Exercise objective: Format the lines of the listing as a JSON list of strings, one string per line and with blank lines omitted, starting with the first line and continuing through the line that contains "fill_convention: even-odd", both ends included.

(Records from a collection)
#####
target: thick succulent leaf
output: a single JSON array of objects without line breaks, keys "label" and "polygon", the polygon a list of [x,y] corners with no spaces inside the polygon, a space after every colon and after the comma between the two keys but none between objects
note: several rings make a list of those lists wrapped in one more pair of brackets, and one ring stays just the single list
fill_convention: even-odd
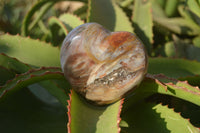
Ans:
[{"label": "thick succulent leaf", "polygon": [[162,5],[165,5],[165,1],[163,0],[151,0],[152,3],[152,13],[158,17],[167,17],[165,11],[163,10],[163,6],[160,4],[160,1],[163,2]]},{"label": "thick succulent leaf", "polygon": [[68,13],[62,14],[59,17],[59,20],[65,24],[65,27],[68,31],[71,31],[75,27],[84,24],[84,22],[79,17]]},{"label": "thick succulent leaf", "polygon": [[200,75],[195,75],[195,76],[186,76],[186,77],[181,77],[179,78],[181,81],[187,81],[189,84],[193,86],[199,86],[200,87]]},{"label": "thick succulent leaf", "polygon": [[187,5],[193,13],[200,17],[200,5],[196,0],[188,0]]},{"label": "thick succulent leaf", "polygon": [[97,22],[111,31],[133,32],[128,17],[114,0],[89,0],[87,22]]},{"label": "thick succulent leaf", "polygon": [[[31,18],[41,7],[43,7],[44,5],[52,6],[53,3],[55,3],[55,2],[56,1],[54,1],[54,0],[41,0],[41,1],[38,1],[37,3],[35,3],[35,5],[33,5],[31,10],[27,13],[27,15],[24,18],[24,21],[23,21],[23,24],[22,24],[22,29],[21,29],[21,34],[23,36],[27,36],[28,35],[28,27],[29,27],[29,23],[31,22]],[[48,3],[50,3],[50,4],[48,4]],[[44,13],[47,10],[48,9],[43,10],[43,12],[41,12],[39,14],[39,17],[36,18],[35,22],[34,21],[33,22],[36,23],[44,15]]]},{"label": "thick succulent leaf", "polygon": [[186,18],[188,20],[192,20],[192,15],[189,11],[188,8],[185,8],[185,5],[179,5],[178,6],[178,12],[180,13],[180,15],[183,17],[183,18]]},{"label": "thick succulent leaf", "polygon": [[15,77],[15,73],[5,67],[0,66],[0,86],[4,85],[6,81]]},{"label": "thick succulent leaf", "polygon": [[[22,62],[18,61],[15,58],[11,58],[8,57],[5,54],[0,54],[0,66],[3,66],[3,68],[5,67],[5,70],[1,71],[1,75],[0,78],[2,78],[0,80],[0,85],[3,85],[5,83],[5,81],[7,81],[8,79],[14,78],[15,73],[25,73],[27,72],[29,69],[32,69],[30,66],[28,66],[27,64],[23,64]],[[3,73],[4,72],[4,73]],[[9,75],[6,75],[7,72]],[[6,78],[6,76],[8,76],[8,78]],[[56,83],[59,82],[59,85]],[[39,82],[39,84],[34,84],[32,86],[28,86],[28,88],[30,90],[32,90],[31,92],[34,93],[40,100],[48,103],[49,99],[47,99],[46,97],[51,97],[51,95],[54,96],[66,107],[67,105],[67,93],[69,93],[68,88],[69,85],[66,84],[67,82],[64,80],[58,80],[54,83],[54,81],[41,81]],[[48,92],[44,93],[44,89],[46,89]],[[42,93],[41,93],[42,91]],[[46,98],[46,99],[45,99]]]},{"label": "thick succulent leaf", "polygon": [[176,15],[177,5],[179,0],[167,0],[165,5],[165,13],[168,17],[173,17]]},{"label": "thick succulent leaf", "polygon": [[[39,82],[39,85],[45,88],[48,91],[48,93],[50,93],[52,96],[54,96],[63,105],[63,107],[67,108],[67,104],[68,104],[67,100],[69,99],[68,87],[61,88],[59,85],[57,85],[56,83],[50,80]],[[40,95],[38,96],[39,98],[41,98]],[[52,99],[55,100],[55,98],[52,98]]]},{"label": "thick succulent leaf", "polygon": [[51,38],[55,38],[55,40],[57,39],[57,35],[59,32],[59,31],[56,31],[57,29],[54,28],[55,25],[60,27],[62,32],[65,34],[65,36],[68,34],[68,30],[66,26],[64,25],[64,23],[56,17],[50,17],[48,20],[48,25],[51,30]]},{"label": "thick succulent leaf", "polygon": [[[167,106],[158,104],[153,107],[157,113],[160,113],[160,117],[167,123],[167,129],[172,133],[199,133],[200,130],[195,128],[188,119],[181,117],[179,113],[174,112],[173,109],[169,109]],[[181,127],[181,128],[177,128]]]},{"label": "thick succulent leaf", "polygon": [[0,101],[0,118],[2,133],[67,133],[65,108],[44,104],[26,88]]},{"label": "thick succulent leaf", "polygon": [[132,106],[122,119],[128,127],[122,128],[124,132],[139,133],[196,133],[199,132],[187,119],[181,117],[167,106],[142,102]]},{"label": "thick succulent leaf", "polygon": [[200,74],[200,63],[185,59],[149,58],[148,73],[160,74],[172,78]]},{"label": "thick succulent leaf", "polygon": [[153,18],[151,8],[150,0],[135,0],[132,18],[135,33],[137,33],[146,45],[149,53],[151,51],[151,43],[153,43]]},{"label": "thick succulent leaf", "polygon": [[[30,31],[39,21],[40,19],[43,17],[43,15],[49,10],[51,9],[51,7],[55,4],[55,1],[49,1],[48,3],[45,3],[45,5],[42,6],[42,9],[38,11],[38,13],[36,13],[36,18],[34,18],[34,20],[31,22],[30,26],[28,27],[28,30]],[[34,8],[32,8],[34,9]]]},{"label": "thick succulent leaf", "polygon": [[174,46],[174,42],[169,41],[169,42],[165,43],[164,51],[165,51],[165,55],[167,57],[174,57],[176,55],[176,49]]},{"label": "thick succulent leaf", "polygon": [[200,48],[200,36],[193,39],[194,46]]},{"label": "thick succulent leaf", "polygon": [[4,53],[0,53],[0,66],[5,67],[15,73],[24,73],[31,67],[17,60],[16,58],[9,57]]},{"label": "thick succulent leaf", "polygon": [[191,86],[186,81],[178,81],[164,75],[148,75],[132,96],[125,99],[123,111],[126,111],[134,103],[156,93],[177,97],[200,106],[200,90],[198,87]]},{"label": "thick succulent leaf", "polygon": [[181,35],[198,35],[200,27],[193,21],[184,18],[163,18],[153,16],[154,21],[160,26]]},{"label": "thick succulent leaf", "polygon": [[18,35],[0,35],[0,53],[34,66],[60,66],[59,48]]},{"label": "thick succulent leaf", "polygon": [[22,89],[28,85],[48,79],[63,79],[64,76],[60,68],[40,68],[32,69],[24,74],[17,75],[14,79],[8,81],[4,86],[0,87],[0,98],[5,97],[9,92]]},{"label": "thick succulent leaf", "polygon": [[119,133],[123,100],[106,107],[86,103],[72,91],[68,101],[68,133]]}]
#####
Reply to the task:
[
  "target: thick succulent leaf",
  "output: a single JSON array of objects without line breaks, keys \"label\" and \"polygon\", the polygon a list of [x,y] corners with no spaces inside the polygon, a space after every colon and after the comma between the two keys but none between objects",
  "note: several rings make a list of those lists wrapped in one more pair of brackets, and one ring stays just the single list",
  "fill_convention: even-odd"
]